## start

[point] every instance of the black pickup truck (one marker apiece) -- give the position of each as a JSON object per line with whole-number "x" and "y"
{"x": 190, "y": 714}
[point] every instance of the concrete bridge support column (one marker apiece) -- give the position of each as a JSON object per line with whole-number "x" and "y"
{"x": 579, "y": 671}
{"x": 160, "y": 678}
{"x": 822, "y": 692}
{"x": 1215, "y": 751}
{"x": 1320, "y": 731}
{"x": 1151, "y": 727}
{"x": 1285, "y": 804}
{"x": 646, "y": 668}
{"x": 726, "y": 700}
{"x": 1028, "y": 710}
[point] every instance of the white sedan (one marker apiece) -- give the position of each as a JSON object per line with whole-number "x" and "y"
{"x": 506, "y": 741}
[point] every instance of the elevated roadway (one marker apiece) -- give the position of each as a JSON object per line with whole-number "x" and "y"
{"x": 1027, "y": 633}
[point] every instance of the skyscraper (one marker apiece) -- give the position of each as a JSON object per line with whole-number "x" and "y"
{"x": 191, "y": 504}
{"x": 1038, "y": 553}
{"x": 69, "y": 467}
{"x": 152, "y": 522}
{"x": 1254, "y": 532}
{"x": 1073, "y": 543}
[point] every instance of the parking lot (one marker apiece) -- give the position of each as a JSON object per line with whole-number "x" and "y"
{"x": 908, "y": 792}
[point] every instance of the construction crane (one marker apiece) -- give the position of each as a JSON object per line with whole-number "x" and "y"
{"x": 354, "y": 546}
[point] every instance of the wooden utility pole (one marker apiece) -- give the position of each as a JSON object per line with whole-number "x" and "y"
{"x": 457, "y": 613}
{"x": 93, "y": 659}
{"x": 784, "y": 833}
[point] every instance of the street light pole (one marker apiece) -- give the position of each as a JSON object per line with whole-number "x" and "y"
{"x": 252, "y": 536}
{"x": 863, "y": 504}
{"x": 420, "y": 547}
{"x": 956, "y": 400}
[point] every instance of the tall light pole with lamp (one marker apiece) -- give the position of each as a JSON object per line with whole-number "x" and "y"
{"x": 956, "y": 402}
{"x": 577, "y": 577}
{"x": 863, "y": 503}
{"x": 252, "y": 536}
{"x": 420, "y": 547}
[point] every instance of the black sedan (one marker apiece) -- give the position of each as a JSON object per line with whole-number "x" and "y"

## end

### Task prompt
Arrange everything from the line containing "[point] every instance of the street" down to the end of the material above as a JSON list of strings, one string per line, leaving out any blank lines.

### Finished exercise
[
  "[point] every instance of the street light pole (one marker apiece) -- give the position of each as a JSON object per line with whole-number \"x\" and \"y\"",
  "{\"x\": 252, \"y\": 536}",
  "{\"x\": 863, \"y\": 504}",
  "{\"x\": 420, \"y\": 547}",
  "{\"x\": 956, \"y\": 400}",
  "[point] every instance of the tall light pole with lamp (one marker apiece) -- give the position of each as a JSON object per line with whole-number \"x\" and \"y\"",
  "{\"x\": 956, \"y\": 402}",
  "{\"x\": 577, \"y\": 577}",
  "{\"x\": 863, \"y\": 503}",
  "{\"x\": 252, \"y\": 536}",
  "{\"x\": 420, \"y\": 547}",
  "[point] every instance of the black sedan (one marker apiece) -- give the position of each as a JSON object per line with whole-number \"x\" and \"y\""
]